A series of records:
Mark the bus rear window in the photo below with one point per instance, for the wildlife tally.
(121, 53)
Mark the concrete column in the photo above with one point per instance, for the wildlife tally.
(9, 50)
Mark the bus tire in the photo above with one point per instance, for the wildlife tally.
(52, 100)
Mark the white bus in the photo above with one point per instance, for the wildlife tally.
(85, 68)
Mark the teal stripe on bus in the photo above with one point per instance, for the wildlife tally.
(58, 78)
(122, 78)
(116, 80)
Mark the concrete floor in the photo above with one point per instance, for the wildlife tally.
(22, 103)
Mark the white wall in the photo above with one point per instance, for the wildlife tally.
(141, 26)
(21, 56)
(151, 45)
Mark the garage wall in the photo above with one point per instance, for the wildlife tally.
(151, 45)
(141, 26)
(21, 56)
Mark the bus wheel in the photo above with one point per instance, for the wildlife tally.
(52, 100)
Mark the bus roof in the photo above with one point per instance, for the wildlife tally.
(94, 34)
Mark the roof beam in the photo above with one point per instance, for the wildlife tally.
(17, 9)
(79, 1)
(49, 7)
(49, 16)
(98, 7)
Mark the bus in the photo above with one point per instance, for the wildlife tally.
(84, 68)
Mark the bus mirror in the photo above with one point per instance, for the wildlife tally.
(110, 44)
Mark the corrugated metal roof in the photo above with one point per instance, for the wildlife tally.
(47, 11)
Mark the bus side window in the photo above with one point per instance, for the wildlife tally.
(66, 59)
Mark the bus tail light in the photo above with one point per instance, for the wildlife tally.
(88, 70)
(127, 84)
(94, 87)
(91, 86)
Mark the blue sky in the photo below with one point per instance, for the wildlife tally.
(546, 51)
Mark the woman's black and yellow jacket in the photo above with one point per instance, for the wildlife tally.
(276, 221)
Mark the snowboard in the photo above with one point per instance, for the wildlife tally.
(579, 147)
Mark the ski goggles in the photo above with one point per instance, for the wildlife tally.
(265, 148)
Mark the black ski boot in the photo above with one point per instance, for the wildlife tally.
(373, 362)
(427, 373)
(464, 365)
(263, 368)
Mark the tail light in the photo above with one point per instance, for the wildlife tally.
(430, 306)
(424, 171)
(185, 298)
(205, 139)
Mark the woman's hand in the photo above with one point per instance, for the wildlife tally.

# Task statement
Convert the lines from the one containing "Mark the blue" through the end of the records into a Markdown table with the columns No. and Line, giving each line a numbered row and omitting blank lines.

# Solved problem
| No. | Line |
|---|---|
| 1 | Mark the blue sky in the photo below with one point per instance, for the wildlife tally. |
| 2 | (546, 51) |
| 3 | Mark the woman's black and yellow jacket in the photo above with one point per instance, for the wildlife tally. |
| 4 | (276, 221) |
| 5 | Mark the snowboard in the photo above with one point per instance, for the wildlife tally. |
| 6 | (579, 147) |
| 7 | Mark the ski goggles in the photo above with one point per instance, for the wildlife tally. |
| 8 | (265, 148) |
| 9 | Mark the black ski boot in the photo above with one point per instance, for the wildlife tally. |
| 10 | (373, 362) |
| 11 | (427, 373) |
| 12 | (464, 365) |
| 13 | (263, 368) |
| 14 | Mark the tail light in the photo above with one point per instance, for the wildlife tally. |
| 15 | (430, 306) |
| 16 | (424, 171) |
| 17 | (185, 298) |
| 18 | (205, 139) |
| 19 | Mark the woman's hand in the photo above with one point per instance, for the wildlife tally. |